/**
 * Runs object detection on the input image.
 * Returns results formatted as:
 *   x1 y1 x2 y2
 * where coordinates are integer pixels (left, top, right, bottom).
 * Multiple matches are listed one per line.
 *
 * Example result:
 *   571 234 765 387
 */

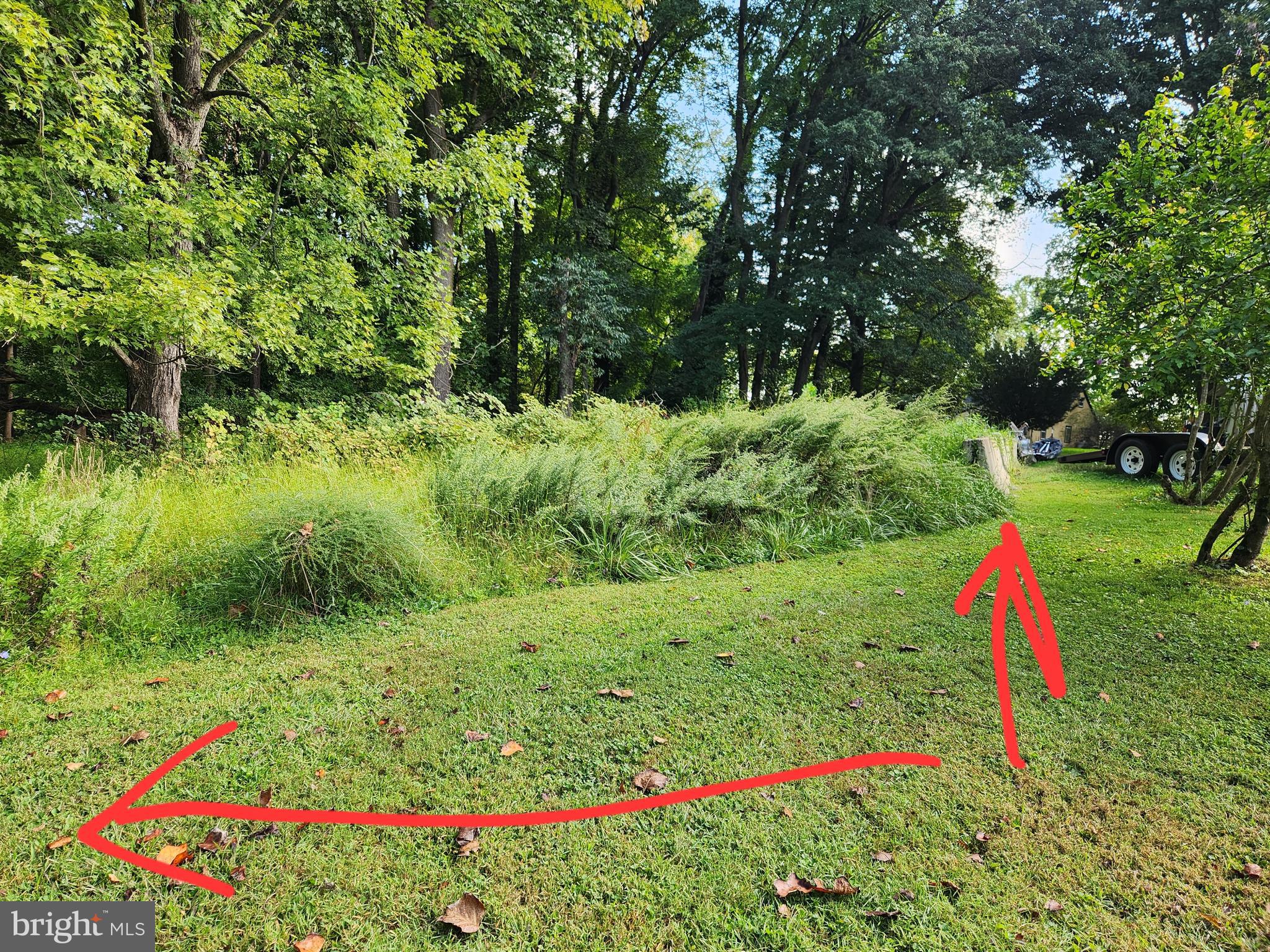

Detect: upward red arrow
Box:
952 522 1067 769
79 721 940 896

■ GIVEN REQUEST:
Write out the lines of the data again with "upward" switched to "leftward" and everything else kept the same. Leave out the pictures.

■ ANSWER TO THIS EXERCISE:
/**
 * Runs object detection on the input image.
 * Returns results formatted as:
 *   x1 y1 x2 y2
 * where coordinates are integer pixels (left, top, right, bottom).
 * Multiple matches are listed one per line.
 *
 * Example result:
 *   571 234 765 387
 */


Detect: leftward red arrow
Box:
952 522 1067 769
79 721 940 896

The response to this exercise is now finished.